-- TO BE DONE --
Reproduce the stretch of the folktales article below from "Ijapa the tortoise" through "They were survival." word for word.

[begin EXCERPTED TEXT]

Culture · May 8, 2026
Why African Folktales Still Matter in 2025
By the Afolkstories Team
Before there were books, there were storytellers. Before there were screens, there were fires. For thousands of years, African oral tradition carried the values of entire civilizations from one generation to the next. Not through textbooks. Not through lectures. Through stories.
Ijapa the tortoise outsmarted enemies twice his size and paid the price when greed got the better of him. Anansi the spider wove wisdom into webs of narrative that stretched from West Africa all the way to the Caribbean. River spirits and forest elders, talking drums and moonlit gatherings, these were not entertainment. They were education. They were identity. They were survival.
What children lose without these stories
When a child grows up without the stories of their ancestors, something quietly breaks. Not dramatically. Not all at once. But over time, a child who cannot see themselves in the stories they are told begins to believe that their culture exists only in the past, or worse, that it does not exist at all.
The research is clear. Children who see their own culture reflected in media develop stronger self-esteem, higher academic confidence, and deeper empathy. Representation is not a nice-to-have. It is a developmental necessity.
Yet the overwhelming majority of children's animated content comes from Western studios telling Western stories with Western heroes. African children are watching other children's mythology. African diaspora children are learning other people's legends. This is not a complaint. It is an observation. And it points directly to a gap that Afolkstories exists to fill.
Why animation is the right medium
Animation does something live action cannot. It transforms the impossible into the believable. A tortoise who speaks. A spider who holds the world's stories in a pot. A river that has a mother who remembers every child who has ever crossed her waters. Animation gives these ideas the visual weight they deserve.

[end EXCERPTED TEXT]
[begin DATASET ROWS]

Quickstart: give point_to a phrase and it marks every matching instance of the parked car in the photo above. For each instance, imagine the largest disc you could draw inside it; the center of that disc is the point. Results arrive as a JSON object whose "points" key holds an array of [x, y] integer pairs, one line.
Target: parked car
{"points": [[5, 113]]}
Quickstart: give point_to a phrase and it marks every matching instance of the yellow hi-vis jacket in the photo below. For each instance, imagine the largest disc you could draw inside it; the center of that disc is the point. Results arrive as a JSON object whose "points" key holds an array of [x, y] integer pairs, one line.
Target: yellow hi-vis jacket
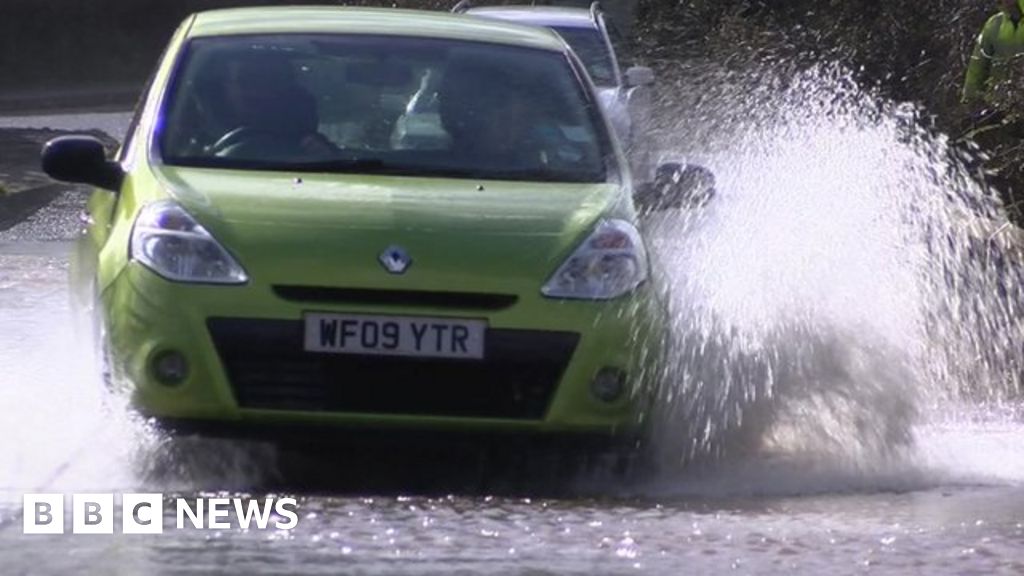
{"points": [[1000, 41]]}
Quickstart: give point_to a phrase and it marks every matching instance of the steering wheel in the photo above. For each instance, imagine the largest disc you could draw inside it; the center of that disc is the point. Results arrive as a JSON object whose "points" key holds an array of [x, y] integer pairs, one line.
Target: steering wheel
{"points": [[233, 137]]}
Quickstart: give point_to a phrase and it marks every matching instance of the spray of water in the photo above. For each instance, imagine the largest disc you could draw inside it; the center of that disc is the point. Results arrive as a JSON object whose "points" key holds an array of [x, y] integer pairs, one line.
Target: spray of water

[end DATASET ROWS]

-- SOLUTION TO THE EXERCISE --
Ijapa the tortoise outsmarted enemies twice his size and paid the price when greed got the better of him. Anansi the spider wove wisdom into webs of narrative that stretched from West Africa all the way to the Caribbean. River spirits and forest elders, talking drums and moonlit gatherings, these were not entertainment. They were education. They were identity. They were survival.